● Task requirements
1 > Answer each question using the text on life with chronic illness.
(a) How many times did the writer go to A&E in the last 12 months?
(b) What does the writer name as typically the biggest barrier?
(c) How many days of part-time work is the writer able to do now?
2 > Reproduce the text on life with chronic illness word for word, from "Reality of life" up to and including "day (flare dependent).".
(Document text Opens)
Reality of life with chronic illness

My stats for the last 12 months: 

  • Overall Hospital trips 78 including 
  • A&E: 26 times 
  • 19+ nights as an inpatient
  • 116 vials of blood taken. 2 liver biopsies
  • 1 PET scan
  • 6 ultrasound scan
  • 5 MRIs
  • 3 CT scans
  • 5 X-rays 
  • up to 6 different medications taken per day (flare dependent). 
  • Too many doctor and consultant appointments to count! I am incredibly thankful and indebted to the NHS. 

How my conditions affect me every day:

  • Fatigue is typically my biggest barrier and I suffer a lot with this
  • Abdominal and joint pain
  • Hypoglycaemia as my liver cannot always regulate the sugars in my body 
  • Itching skin (mainly at night) 
  • Brain fog
  • Depression and anxiety (panic attacks)

Looking back now, I did not process my diagnosis at all and tried to continue as ‘normal’. I remember thinking how I could have liver disease, I don’t even drink alcohol. This is a huge misconception; liver diseases are not always alcohol related and the stigma around it still is appalling. It is certainly something post-diagnosis that I get cross about, people assuming I have somehow done this to myself, that it is my fault as soon as I mention I have liver disease. 

Getting PSC has totally changed my life and where I thought I was heading. I have had to all but give up my aspirations and goals I worked so hard to achieve in my career. I worked my way up to Head of my department and within a year I was too poorly to maintain that role. I am only able to work part time (2 days) now. I am very thankful to my work for offering support in re-arranging and revising my role multiple times. Also, my colleagues as many have gone above and beyond to support me and my daughter over the last few years. I realise that currently I am very lucky that I am in a survivable financial position. Citizen’s Advice and my GP provided many signposts to charities and government support available.
(Document text Closes)
(Dataset Opens)
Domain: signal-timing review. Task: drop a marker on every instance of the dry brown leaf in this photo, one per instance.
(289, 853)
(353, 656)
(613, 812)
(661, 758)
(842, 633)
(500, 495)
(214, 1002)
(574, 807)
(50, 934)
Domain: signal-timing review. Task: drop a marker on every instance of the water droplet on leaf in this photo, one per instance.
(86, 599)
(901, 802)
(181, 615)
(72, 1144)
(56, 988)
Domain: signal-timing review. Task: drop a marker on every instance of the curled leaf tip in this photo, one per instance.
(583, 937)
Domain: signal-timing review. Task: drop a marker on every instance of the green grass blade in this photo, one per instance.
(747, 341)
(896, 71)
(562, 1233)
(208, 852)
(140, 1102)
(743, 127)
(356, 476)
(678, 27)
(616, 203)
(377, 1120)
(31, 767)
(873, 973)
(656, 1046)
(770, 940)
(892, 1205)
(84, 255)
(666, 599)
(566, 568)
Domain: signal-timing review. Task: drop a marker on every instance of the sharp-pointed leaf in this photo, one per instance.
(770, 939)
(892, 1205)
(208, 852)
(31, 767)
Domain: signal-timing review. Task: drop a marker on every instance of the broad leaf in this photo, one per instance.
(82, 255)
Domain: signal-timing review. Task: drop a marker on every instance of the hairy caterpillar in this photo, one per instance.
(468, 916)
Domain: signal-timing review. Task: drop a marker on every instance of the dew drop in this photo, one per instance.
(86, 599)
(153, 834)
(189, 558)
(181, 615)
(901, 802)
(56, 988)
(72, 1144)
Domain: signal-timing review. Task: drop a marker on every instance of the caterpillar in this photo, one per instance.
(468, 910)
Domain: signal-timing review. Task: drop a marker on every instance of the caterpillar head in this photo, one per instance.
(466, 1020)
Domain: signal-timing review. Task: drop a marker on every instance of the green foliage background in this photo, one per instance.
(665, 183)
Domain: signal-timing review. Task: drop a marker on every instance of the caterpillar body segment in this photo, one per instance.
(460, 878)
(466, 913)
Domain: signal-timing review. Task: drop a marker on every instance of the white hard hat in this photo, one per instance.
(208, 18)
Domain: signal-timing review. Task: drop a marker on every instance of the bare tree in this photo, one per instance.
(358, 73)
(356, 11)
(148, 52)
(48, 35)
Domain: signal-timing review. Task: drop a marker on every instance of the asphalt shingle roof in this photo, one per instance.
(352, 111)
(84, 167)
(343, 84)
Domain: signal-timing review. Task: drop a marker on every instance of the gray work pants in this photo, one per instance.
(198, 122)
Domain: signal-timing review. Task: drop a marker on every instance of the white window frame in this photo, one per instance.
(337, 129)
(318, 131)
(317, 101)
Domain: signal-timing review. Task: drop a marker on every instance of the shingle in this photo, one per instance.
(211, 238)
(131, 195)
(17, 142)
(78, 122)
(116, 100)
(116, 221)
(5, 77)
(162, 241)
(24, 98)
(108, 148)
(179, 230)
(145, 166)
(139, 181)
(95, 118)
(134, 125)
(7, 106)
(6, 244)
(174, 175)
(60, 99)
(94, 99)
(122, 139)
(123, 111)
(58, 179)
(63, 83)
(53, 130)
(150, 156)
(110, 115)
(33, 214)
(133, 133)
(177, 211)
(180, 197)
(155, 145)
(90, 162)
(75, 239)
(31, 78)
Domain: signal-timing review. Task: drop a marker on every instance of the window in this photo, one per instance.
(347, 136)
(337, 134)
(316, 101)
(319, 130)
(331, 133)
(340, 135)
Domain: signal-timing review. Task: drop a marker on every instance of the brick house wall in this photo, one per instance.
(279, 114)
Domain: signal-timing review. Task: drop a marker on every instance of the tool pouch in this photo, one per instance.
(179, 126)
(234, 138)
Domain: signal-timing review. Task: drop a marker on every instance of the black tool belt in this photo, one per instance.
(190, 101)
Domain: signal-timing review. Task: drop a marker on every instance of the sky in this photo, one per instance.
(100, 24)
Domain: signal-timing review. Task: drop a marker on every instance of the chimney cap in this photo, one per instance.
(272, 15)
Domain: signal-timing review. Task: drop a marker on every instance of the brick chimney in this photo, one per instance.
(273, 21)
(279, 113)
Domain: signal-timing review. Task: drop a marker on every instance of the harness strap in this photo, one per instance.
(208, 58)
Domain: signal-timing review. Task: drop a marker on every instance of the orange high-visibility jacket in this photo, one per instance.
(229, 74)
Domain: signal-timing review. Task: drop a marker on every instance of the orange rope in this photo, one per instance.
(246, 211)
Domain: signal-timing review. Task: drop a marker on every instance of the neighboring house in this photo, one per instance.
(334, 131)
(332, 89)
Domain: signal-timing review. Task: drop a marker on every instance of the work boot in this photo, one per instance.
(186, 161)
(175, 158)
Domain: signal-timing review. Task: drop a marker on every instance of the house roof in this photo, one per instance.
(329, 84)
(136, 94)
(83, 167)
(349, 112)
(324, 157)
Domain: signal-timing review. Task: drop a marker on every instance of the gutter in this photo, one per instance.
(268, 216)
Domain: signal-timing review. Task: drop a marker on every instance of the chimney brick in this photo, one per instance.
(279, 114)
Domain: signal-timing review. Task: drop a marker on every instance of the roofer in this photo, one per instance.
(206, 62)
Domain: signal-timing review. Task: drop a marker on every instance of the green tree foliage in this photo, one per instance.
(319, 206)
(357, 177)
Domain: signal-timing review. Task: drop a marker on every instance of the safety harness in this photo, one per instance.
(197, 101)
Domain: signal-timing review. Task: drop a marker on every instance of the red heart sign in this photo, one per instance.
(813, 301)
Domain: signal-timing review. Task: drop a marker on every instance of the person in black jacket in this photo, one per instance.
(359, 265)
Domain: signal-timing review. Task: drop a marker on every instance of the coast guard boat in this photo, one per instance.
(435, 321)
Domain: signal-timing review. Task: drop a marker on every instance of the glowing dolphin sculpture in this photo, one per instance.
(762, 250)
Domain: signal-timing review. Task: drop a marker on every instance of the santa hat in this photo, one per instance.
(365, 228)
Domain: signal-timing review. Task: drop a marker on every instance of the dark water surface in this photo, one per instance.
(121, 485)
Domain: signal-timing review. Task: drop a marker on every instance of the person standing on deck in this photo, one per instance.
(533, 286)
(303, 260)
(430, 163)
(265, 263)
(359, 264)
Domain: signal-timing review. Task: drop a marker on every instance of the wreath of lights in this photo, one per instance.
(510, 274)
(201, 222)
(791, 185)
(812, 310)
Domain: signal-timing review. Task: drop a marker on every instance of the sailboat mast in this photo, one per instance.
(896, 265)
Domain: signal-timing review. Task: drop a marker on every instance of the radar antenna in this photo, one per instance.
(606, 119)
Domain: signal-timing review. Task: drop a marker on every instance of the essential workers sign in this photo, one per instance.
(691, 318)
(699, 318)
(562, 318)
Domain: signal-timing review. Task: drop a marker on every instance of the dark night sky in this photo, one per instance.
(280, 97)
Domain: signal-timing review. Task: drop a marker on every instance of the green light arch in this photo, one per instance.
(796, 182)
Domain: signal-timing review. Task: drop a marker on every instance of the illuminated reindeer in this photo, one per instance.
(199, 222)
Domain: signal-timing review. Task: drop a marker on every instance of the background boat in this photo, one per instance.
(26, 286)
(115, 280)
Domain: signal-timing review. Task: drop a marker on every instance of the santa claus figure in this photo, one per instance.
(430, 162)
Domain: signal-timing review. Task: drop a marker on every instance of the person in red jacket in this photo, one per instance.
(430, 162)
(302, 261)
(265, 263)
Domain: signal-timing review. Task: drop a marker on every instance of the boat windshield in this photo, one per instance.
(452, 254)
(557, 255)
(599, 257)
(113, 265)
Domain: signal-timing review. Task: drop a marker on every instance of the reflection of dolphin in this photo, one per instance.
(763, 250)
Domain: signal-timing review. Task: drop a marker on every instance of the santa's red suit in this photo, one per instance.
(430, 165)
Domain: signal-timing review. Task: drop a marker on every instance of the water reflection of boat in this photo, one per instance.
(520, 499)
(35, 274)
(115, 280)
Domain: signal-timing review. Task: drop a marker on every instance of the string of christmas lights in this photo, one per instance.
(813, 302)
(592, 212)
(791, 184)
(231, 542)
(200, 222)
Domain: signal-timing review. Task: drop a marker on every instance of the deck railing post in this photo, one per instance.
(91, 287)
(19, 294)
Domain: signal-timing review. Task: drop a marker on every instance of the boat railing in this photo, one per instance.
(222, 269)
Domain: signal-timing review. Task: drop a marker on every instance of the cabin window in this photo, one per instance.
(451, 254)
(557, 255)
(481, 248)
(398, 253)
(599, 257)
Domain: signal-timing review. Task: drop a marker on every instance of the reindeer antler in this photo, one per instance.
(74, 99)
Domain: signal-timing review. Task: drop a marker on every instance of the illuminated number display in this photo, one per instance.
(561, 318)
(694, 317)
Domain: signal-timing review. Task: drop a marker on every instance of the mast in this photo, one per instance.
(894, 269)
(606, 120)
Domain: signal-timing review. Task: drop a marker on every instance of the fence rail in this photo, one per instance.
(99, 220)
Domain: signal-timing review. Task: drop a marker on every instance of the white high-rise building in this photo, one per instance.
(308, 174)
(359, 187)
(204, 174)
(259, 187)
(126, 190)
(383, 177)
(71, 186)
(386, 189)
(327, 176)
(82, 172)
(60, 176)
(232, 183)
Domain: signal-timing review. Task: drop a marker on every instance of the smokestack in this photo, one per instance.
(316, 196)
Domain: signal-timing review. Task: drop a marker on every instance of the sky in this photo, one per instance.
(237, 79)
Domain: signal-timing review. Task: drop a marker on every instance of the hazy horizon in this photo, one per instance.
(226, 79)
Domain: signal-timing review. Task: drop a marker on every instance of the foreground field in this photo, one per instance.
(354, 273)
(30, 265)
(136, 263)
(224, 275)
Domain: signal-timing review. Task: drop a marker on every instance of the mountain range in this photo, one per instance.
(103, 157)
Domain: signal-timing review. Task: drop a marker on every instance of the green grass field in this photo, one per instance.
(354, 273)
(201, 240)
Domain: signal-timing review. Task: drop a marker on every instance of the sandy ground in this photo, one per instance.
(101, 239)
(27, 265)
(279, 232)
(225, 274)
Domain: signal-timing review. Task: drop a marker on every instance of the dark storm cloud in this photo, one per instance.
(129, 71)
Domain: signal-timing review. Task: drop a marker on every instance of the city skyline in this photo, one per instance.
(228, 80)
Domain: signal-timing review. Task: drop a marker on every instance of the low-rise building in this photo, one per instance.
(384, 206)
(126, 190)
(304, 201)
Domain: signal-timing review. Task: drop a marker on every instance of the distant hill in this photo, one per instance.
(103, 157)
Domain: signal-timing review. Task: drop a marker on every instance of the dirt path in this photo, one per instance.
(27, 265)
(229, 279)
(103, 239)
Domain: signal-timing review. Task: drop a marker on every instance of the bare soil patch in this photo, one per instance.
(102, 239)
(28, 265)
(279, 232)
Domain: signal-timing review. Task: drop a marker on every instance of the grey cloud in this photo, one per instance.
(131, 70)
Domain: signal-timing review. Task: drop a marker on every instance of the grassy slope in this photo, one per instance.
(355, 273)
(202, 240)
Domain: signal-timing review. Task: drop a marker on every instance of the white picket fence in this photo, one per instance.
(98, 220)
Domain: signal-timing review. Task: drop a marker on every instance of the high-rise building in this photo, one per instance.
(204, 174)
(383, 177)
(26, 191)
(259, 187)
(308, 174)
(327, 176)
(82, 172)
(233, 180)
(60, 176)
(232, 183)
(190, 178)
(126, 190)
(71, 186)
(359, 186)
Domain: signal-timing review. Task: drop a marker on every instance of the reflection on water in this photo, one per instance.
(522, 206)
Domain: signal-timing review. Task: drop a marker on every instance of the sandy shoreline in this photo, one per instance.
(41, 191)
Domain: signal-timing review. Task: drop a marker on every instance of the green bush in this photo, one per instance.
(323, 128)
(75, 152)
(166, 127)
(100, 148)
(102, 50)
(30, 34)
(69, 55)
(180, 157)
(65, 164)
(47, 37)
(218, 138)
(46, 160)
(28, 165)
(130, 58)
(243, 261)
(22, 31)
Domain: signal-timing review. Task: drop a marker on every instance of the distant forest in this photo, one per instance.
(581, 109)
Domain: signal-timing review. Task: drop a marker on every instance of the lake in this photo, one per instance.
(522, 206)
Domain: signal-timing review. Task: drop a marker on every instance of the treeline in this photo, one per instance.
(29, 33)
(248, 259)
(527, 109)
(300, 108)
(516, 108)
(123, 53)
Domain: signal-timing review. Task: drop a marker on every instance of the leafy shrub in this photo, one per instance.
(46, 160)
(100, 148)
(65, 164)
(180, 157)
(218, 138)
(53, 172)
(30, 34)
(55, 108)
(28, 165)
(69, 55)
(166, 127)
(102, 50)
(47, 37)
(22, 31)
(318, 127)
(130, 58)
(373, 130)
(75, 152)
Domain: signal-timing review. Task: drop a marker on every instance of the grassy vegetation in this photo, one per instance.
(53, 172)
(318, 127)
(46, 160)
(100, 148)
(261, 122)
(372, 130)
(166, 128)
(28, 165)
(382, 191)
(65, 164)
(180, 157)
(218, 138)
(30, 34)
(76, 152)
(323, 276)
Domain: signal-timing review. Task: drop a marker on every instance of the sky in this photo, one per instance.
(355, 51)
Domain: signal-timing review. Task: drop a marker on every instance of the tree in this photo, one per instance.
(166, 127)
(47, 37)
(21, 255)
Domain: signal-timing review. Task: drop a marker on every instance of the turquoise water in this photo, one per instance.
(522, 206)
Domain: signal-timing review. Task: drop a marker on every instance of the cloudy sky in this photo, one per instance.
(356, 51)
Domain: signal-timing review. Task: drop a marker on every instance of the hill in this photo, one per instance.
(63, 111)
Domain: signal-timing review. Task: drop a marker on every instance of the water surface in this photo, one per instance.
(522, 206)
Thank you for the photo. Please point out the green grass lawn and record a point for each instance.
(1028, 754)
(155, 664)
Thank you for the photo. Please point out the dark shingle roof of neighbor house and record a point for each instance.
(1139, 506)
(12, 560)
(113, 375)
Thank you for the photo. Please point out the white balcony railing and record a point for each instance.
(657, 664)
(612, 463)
(Dataset Closes)
● Answers per task
1 >
(a) 26 times
(b) Fatigue
(c) 2 days

2 >
Reality of life with chronic illness

My stats for the last 12 months: 

  • Overall Hospital trips 78 including 
  • A&E: 26 times 
  • 19+ nights as an inpatient
  • 116 vials of blood taken. 2 liver biopsies
  • 1 PET scan
  • 6 ultrasound scan
  • 5 MRIs
  • 3 CT scans
  • 5 X-rays 
  • up to 6 different medications taken per day (flare dependent).